Mandy El-Sayegh’s immersive installation at Biennale Matter of Art in Prague. Presented in the former laundry facility of the General University Hospital, the installation features a skin of newspapers and latex with hand-printed silkscreened elements. A hospital bed, sourced from the institution’s facilities, sits among densely layered paintings; inked fragments that together create a whole.
Mandy El-Sayegh’s painterly language draws on an unlawful diplomacy, mining the euphoric elements of excess and debris to create psychosocial collages. The artist’s process unfurls how systems of conversion and preservation work amidst the innate poverty in conditions and materials, which for El-Sayegh, are surfaces for building layers. Building here resembles the diligence of marking: a passage that deepens a wound, a map that blossoms into grids of pain. The immersive installation features an original score by composer Lily Oakes, foregrounding intimate dialogues and ambient sounds. In her video performance, Alice Walter similarly draws on a vulnerable voice to examine processes of psycho-regression. A medium and artist, Walter’s sculptural sets undergo a process of psychometric rituals to make space for rhythm and trance. A loop of endless hope, the visual and sonic palette of the VHS video produces a sense of intimacy at odds with its surrounding conditions of cruelty. Together, the artists in this installation unstitch the body and lay bare its bruised fantasies. Signalling a departure from the promise of recovery, they admit that, after all, there are no exit wounds.

**Provided data**

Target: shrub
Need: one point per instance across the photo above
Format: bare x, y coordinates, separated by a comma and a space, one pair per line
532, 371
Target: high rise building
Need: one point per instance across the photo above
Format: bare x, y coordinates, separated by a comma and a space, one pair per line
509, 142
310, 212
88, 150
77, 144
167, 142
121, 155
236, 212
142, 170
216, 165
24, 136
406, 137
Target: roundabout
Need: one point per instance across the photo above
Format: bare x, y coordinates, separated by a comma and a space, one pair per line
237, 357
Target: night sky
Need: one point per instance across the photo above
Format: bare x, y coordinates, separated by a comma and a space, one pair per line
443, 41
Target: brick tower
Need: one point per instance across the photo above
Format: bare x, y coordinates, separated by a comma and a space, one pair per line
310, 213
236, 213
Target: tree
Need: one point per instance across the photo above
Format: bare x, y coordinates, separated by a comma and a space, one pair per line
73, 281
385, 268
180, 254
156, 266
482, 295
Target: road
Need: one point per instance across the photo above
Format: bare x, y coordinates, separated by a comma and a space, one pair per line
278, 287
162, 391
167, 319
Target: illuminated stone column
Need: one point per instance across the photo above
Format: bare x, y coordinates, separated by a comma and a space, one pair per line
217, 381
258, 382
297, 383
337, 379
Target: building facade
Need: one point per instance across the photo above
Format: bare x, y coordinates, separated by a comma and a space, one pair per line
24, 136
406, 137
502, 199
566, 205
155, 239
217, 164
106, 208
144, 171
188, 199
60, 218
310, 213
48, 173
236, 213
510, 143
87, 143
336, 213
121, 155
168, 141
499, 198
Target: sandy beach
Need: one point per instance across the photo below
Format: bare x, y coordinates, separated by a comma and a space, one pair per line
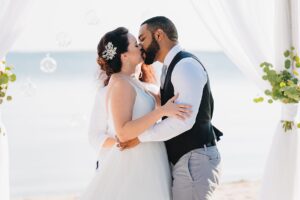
240, 190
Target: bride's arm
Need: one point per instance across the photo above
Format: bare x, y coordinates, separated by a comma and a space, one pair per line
122, 97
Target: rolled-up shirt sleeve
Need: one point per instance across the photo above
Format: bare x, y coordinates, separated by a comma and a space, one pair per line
188, 79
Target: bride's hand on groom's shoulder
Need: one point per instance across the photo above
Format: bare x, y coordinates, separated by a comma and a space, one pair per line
157, 98
177, 110
128, 144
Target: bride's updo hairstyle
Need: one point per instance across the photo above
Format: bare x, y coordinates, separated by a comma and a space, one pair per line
110, 48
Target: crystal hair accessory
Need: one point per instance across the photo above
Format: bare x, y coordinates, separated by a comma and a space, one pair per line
109, 52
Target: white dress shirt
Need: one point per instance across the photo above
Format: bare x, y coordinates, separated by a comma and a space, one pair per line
188, 79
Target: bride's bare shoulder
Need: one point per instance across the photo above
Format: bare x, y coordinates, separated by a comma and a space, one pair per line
118, 82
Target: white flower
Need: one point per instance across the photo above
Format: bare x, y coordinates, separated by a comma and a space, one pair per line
109, 52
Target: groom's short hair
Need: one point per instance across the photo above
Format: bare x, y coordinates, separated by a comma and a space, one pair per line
161, 22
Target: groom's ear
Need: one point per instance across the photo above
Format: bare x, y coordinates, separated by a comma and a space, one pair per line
159, 34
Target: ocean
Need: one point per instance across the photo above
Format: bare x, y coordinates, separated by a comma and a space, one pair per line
47, 122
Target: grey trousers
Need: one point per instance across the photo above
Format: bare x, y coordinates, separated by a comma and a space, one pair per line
196, 174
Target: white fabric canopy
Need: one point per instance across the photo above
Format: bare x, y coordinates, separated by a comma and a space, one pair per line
251, 32
12, 16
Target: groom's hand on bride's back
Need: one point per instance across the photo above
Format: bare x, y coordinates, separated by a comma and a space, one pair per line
128, 144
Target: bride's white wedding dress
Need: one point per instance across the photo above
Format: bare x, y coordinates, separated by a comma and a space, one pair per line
139, 173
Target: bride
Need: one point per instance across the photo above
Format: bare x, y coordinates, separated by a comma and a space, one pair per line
140, 173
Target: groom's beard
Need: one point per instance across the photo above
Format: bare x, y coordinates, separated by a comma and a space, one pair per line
150, 53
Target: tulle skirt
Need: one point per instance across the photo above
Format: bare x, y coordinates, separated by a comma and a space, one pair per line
140, 173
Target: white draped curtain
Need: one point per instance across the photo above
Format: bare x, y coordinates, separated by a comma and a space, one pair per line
251, 32
12, 18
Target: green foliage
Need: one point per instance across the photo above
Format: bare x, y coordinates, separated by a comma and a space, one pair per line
284, 84
6, 76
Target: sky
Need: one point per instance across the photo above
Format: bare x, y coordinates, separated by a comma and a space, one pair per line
77, 25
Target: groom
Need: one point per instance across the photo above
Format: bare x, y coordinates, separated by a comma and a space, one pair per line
190, 143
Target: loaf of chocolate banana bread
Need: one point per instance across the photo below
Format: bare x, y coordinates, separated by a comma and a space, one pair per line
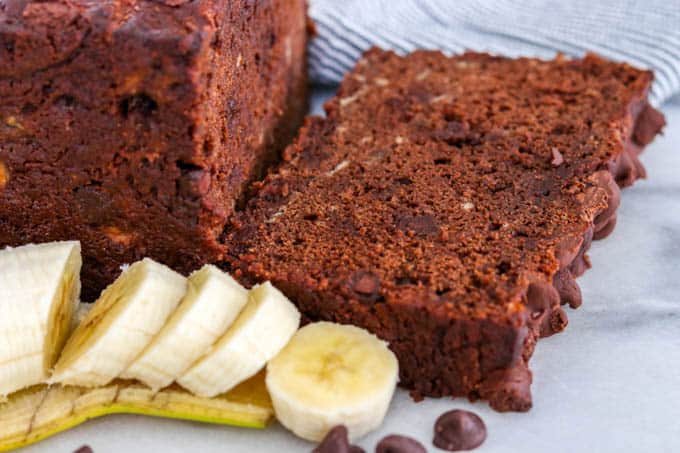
136, 126
446, 204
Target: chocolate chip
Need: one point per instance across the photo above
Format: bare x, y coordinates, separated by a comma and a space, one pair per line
84, 449
558, 159
336, 441
422, 225
399, 444
568, 289
459, 430
366, 285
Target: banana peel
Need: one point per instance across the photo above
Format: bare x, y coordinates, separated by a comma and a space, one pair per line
41, 411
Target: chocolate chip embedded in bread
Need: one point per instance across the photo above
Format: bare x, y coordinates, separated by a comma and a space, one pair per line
84, 449
557, 159
399, 444
459, 430
421, 225
4, 175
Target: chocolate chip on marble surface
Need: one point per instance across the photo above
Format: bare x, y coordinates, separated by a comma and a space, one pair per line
337, 441
459, 430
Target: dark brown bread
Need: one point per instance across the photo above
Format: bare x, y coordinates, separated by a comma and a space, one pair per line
446, 204
136, 125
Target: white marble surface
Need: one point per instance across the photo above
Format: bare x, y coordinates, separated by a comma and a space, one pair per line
609, 383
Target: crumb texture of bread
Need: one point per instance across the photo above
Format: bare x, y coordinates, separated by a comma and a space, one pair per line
447, 204
136, 126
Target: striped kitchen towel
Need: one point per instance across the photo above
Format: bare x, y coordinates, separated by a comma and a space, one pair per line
645, 33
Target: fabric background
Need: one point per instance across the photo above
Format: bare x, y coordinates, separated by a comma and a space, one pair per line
643, 33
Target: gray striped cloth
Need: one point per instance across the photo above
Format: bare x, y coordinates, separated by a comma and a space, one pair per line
643, 33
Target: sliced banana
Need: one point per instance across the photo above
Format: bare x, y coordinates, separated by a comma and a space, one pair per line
212, 302
331, 374
262, 329
128, 314
39, 291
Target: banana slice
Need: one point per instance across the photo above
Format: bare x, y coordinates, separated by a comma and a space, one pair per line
120, 325
262, 329
212, 302
331, 374
39, 291
39, 412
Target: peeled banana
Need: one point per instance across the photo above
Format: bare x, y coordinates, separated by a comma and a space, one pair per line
157, 343
262, 329
39, 412
129, 313
212, 302
331, 374
39, 291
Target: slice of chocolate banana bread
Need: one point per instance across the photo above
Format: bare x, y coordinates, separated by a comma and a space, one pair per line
135, 126
446, 204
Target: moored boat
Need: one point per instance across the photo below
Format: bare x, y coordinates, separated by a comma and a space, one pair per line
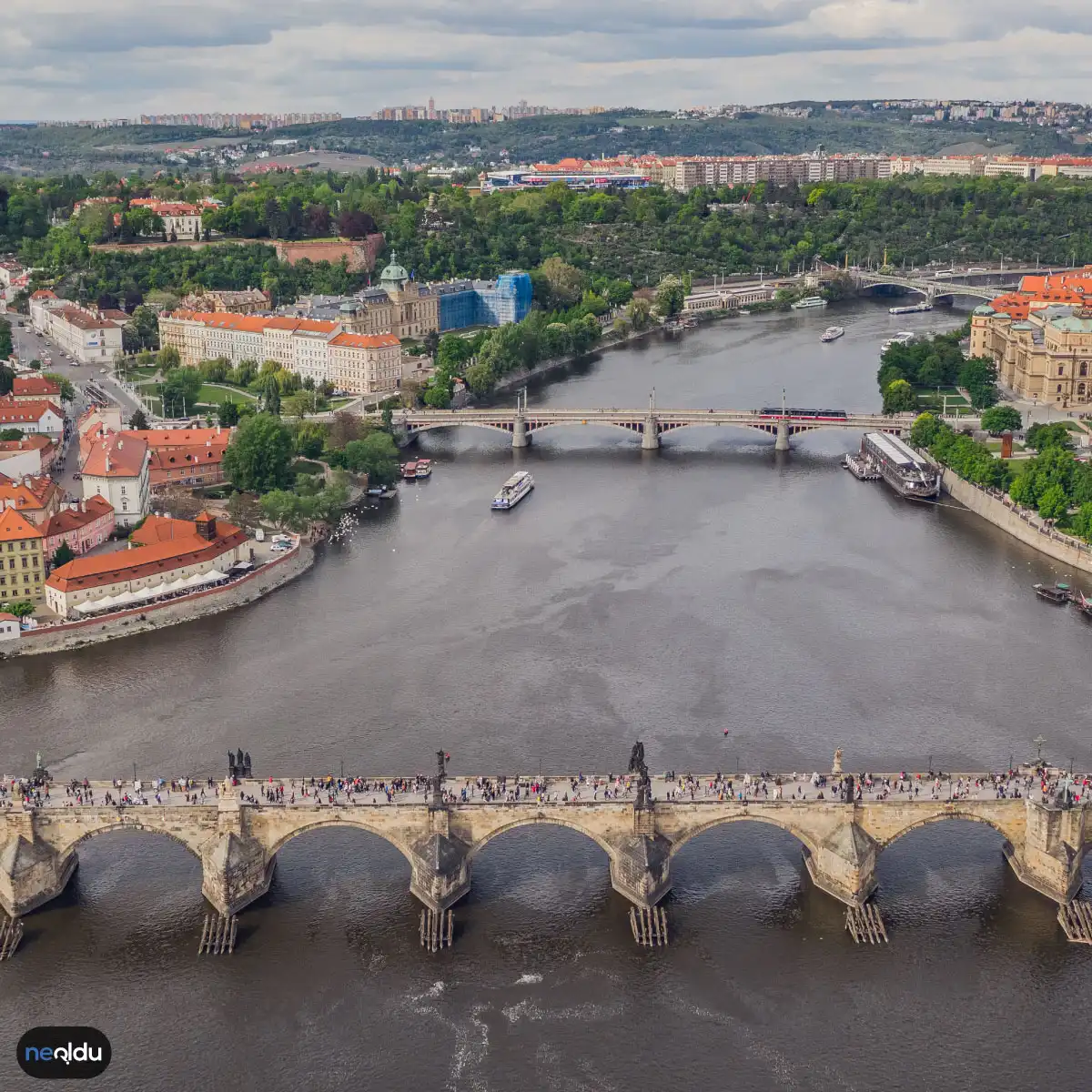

**What you will do**
1. Copy the description of the Prague installation word for word, starting with "Mandy El-Sayegh’s immersive" and going on through "create a whole.".
2. List every person named in the description of the Prague installation.
3. Extend the description of the Prague installation, beginning right after its final sentence.

**Results for the exercise**
1.
Mandy El-Sayegh’s immersive installation at Biennale Matter of Art in Prague. Presented in the former laundry facility of the General University Hospital, the installation features a skin of newspapers and latex with hand-printed silkscreened elements. A hospital bed, sourced from the institution’s facilities, sits among densely layered paintings; inked fragments that together create a whole.

2. Mandy El-Sayegh, Lily Oakes, Alice Walter

3.
Lily Oakes: Scansion (2021)
Sound piece based on recorded session between Mandy El-Sayegh and psychologist John Robert Rilveria. Duration: 5:07 mins.
In Scansion, El-Sayegh collaborates with composer Lily Oakes to explore the intersubjective process of speech. The sound piece assembles fragments from the artist’s sessions with a Manila-based psychoanalyst, in which they discuss concepts of Filipino psychology and self-shaping. Situated in the tradition psychoanalysis, El-Sayegh intervenes in the logic of scansion—a strategic punctuation of a patient’s speech by layering dialogue and sound to form an ambient yet disjointed narrative. Both form and method of artistic analysis, Scansion translates the self through the address of the other.
Alice Walter: Someone here to see me (2020)
VHS, video performance. Duration: 21 mins.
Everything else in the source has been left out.